• **Text excerpt**
Content starts

HVAC distributor sales grow in Q1, summer forecast nuanced

HARDI distributors' sales grew five percent a month, on average, during the first quarter, with several factors at play looking ahead

HVAC unit

Image: Fast Company

HVAC distributors’ sales were positive over the first quarter, compared to 2024, according to HARDI data released on Thursday. 

Why it matters: The figure marks twelve consecutive months of positive annual sales growth for distributors — a proxy for contractor sales — following a sharp decline from March 2023 to 2024. 

What’s happening: When adjusted for the same number of billing days compared to 2024, HARDI distributors’ revenue grew five percent a month, on average, during the first quarter. 

  • Annually, for the 12 months ending in March, sales increased by 3.3 percent, according to the data. 
  • Meanwhile, the ‘Days Sales Outstanding’ — a measure of how quickly contractors pay their bills — hovered around 38 days each month during the quarter, down from 41-42 days during the same period in recent years.

Of note: The average wholesale price of HVAC equipment rose 1.5 percent year-over-year as of March, according to the Federal Reserve. This means the 3.3 percent annual growth translates to ‘real’ growth of just under two percent, as HARDI analyst Brian Loftus explains to Homepros in an email.

Content ends

Records from a dataset
Content starts

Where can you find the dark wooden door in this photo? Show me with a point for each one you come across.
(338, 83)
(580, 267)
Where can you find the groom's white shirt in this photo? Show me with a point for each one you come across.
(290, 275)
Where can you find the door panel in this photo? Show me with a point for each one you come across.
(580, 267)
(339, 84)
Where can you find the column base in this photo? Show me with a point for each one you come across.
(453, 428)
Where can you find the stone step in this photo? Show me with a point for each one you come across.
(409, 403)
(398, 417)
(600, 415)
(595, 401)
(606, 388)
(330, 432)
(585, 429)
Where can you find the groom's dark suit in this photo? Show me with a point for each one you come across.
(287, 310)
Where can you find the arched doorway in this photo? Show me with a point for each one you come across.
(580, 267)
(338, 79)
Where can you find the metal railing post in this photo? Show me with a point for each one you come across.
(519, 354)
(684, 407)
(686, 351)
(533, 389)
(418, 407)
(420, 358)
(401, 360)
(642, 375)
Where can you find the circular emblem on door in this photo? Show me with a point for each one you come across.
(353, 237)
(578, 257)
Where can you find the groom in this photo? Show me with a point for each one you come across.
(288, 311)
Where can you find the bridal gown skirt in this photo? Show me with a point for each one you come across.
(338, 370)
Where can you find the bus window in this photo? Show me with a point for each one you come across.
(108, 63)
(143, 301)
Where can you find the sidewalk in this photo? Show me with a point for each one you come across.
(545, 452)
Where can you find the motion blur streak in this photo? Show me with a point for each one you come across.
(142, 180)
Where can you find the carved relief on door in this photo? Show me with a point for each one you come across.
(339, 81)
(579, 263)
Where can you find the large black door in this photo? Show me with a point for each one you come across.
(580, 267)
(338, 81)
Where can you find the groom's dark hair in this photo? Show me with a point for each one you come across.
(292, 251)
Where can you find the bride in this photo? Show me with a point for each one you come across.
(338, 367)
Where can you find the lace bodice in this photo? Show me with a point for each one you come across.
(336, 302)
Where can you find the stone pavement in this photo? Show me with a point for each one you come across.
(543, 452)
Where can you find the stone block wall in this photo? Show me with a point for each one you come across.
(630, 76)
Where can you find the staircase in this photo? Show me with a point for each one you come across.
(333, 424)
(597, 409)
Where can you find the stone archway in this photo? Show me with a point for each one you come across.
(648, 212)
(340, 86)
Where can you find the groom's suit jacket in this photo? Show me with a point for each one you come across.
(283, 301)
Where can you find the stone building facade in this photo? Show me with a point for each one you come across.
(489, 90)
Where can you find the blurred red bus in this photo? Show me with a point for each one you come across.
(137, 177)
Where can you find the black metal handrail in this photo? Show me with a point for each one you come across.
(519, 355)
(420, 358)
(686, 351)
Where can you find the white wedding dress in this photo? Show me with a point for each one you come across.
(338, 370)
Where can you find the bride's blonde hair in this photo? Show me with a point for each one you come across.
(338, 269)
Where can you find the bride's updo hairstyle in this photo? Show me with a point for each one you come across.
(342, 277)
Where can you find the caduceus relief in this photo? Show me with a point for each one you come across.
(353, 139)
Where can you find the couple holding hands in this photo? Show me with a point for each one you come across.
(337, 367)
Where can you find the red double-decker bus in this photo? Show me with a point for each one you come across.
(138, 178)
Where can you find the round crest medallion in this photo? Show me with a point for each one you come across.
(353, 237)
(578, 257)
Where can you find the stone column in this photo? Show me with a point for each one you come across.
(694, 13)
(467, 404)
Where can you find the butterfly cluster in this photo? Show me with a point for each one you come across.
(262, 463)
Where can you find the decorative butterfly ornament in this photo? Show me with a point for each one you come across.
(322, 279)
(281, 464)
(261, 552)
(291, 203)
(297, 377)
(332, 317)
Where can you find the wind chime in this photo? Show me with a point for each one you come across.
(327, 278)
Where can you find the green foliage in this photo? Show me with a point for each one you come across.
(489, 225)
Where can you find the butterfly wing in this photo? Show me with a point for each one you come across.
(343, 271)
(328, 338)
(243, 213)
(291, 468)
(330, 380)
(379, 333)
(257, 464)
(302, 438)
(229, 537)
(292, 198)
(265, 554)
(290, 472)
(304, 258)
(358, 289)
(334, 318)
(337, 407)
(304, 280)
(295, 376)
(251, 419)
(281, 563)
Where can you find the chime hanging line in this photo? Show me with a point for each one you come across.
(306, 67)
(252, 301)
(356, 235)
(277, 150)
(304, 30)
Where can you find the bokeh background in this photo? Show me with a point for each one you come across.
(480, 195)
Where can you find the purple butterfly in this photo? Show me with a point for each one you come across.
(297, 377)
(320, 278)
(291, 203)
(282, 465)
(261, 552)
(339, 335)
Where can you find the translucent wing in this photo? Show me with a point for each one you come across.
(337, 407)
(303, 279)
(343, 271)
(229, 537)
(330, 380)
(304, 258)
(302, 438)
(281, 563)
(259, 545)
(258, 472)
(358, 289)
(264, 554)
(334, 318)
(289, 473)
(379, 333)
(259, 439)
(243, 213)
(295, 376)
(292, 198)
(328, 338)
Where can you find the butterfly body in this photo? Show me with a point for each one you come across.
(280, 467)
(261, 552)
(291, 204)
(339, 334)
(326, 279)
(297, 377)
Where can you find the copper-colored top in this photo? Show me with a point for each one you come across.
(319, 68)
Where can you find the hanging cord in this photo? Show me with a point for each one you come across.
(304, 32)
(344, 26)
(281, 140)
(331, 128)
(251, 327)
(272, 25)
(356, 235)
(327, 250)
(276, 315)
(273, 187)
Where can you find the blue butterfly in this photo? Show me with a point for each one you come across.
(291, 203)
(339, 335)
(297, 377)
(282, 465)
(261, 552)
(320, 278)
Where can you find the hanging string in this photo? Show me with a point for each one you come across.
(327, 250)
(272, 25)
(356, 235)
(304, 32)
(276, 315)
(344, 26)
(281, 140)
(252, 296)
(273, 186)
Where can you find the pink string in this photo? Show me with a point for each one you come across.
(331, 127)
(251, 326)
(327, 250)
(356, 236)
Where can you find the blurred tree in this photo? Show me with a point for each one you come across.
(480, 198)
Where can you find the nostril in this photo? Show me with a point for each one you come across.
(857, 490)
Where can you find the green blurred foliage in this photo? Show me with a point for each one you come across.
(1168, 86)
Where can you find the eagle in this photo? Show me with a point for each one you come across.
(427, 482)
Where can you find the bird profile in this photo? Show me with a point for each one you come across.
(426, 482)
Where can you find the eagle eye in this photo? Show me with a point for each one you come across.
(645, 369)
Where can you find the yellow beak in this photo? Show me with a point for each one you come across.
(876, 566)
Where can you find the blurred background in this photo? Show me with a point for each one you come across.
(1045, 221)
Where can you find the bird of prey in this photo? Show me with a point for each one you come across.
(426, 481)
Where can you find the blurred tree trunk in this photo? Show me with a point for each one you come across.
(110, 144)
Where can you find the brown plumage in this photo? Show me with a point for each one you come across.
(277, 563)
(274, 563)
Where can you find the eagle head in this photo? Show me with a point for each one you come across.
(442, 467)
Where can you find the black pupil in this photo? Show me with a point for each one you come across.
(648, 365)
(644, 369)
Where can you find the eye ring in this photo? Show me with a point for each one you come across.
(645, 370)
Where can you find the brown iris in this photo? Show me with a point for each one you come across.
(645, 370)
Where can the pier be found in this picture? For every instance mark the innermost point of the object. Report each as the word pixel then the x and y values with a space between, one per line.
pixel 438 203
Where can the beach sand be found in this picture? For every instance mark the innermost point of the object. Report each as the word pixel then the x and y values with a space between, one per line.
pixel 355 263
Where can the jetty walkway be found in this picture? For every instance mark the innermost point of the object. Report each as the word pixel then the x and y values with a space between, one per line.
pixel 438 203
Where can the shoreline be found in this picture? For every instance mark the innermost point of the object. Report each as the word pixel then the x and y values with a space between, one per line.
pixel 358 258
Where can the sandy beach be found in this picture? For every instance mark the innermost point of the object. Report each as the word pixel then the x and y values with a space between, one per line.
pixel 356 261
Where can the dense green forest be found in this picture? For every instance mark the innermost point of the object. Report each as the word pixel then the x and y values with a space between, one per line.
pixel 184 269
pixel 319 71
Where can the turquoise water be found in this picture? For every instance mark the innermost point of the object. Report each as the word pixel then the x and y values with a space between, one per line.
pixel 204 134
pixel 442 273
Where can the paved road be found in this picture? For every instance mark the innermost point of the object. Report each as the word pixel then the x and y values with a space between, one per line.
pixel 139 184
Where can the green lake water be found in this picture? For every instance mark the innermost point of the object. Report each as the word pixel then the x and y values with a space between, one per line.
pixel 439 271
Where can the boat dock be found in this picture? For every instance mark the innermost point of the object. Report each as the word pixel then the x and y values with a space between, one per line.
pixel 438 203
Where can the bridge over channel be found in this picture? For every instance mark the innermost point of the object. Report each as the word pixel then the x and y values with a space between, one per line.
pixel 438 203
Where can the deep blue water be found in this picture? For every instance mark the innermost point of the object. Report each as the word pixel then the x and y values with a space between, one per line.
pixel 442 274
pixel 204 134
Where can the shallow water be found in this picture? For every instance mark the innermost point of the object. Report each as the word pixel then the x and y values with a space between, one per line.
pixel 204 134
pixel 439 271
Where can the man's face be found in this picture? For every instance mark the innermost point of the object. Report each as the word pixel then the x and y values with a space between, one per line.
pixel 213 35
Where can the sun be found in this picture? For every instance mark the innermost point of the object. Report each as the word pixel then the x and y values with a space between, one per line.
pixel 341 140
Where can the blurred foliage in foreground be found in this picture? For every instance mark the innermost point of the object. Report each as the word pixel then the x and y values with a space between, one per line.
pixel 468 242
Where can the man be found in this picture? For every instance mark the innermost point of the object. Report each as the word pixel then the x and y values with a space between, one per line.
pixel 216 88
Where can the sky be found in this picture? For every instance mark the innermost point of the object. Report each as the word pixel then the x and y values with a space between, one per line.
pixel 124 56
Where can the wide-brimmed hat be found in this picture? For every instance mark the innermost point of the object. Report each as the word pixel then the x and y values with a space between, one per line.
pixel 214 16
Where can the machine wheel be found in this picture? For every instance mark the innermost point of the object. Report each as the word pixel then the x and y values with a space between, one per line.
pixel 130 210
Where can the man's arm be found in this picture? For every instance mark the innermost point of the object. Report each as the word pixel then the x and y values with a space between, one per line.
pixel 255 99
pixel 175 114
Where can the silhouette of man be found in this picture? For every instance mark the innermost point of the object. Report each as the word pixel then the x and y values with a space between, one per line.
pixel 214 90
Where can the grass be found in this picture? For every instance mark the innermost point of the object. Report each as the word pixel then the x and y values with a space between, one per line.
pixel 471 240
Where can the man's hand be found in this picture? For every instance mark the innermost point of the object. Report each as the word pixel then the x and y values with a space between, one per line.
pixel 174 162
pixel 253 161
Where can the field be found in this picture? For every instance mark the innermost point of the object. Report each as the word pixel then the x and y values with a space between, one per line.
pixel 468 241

Content ends

• **What you need to do**
[A] In the HVAC distributor sales article, about how many days did "Days Sales Outstanding" hover around each month during the quarter?
[B] Can you put this sentence from the HVAC distributor sales article into Spanish: "Annually, for the 12 months ending in March, sales increased by 3.3 percent, according to the data."
[C] Carry on the HVAC distributor sales article after its final sentence.

• **Replies**
[A] About 38 days.

[B] Anualmente, en los 12 meses que terminaron en marzo, las ventas aumentaron un 3,3 por ciento, según los datos.

[C]
Zoom out: Several factors — interest rates, housing, and weather — influenced the quarter’s performance and will likely impact the remainder of this year. 

  • “The Fed was trying to slow the economy for 30 months until the rate cut in September,” Loftus wrote in January. “We are very pleased to see the 10-year bond yield following the fed funds rate lower.” 
  • “The mortgage rate typically follows the 10-year yield, so this could have a positive impact on existing home sales, and replacement demand,” he added. 
  • Spot check: Since January, the 10-year treasury yield had fallen seven percent as of May 1. 

On housing: Available home listings in the Southeast and Southwest are nearly back to pre-Covid levels, so it’s “safe to expect demand to be flat/up from here in those regions,” Loftus states in the email. 

  • However, listings are “way off” in the Central, Great Lakes, Northeast, and Mid-Atlantic regions, he notes. “Not much improvement [is] expected in those regions.”

On weather: The U.S. experienced above-normal cooling demand during May and June 2024. Cooling Degree Days, the primary measure of cooling demand, were up 46 and 44 percent, respectively, compared to May and June 2023. 

  • “If temps are normal [this year], sales could be off during May in the Northeast, Mid-Atlantic, Southeast, Great Lakes, and Southwest regions just because of the challenging weather comp,” Loftus cautions.  
  • “It’s possible to make progress, but [it] may not look like it at first when the first part of summer 2024 was warmer than normal across most of the country,” he adds.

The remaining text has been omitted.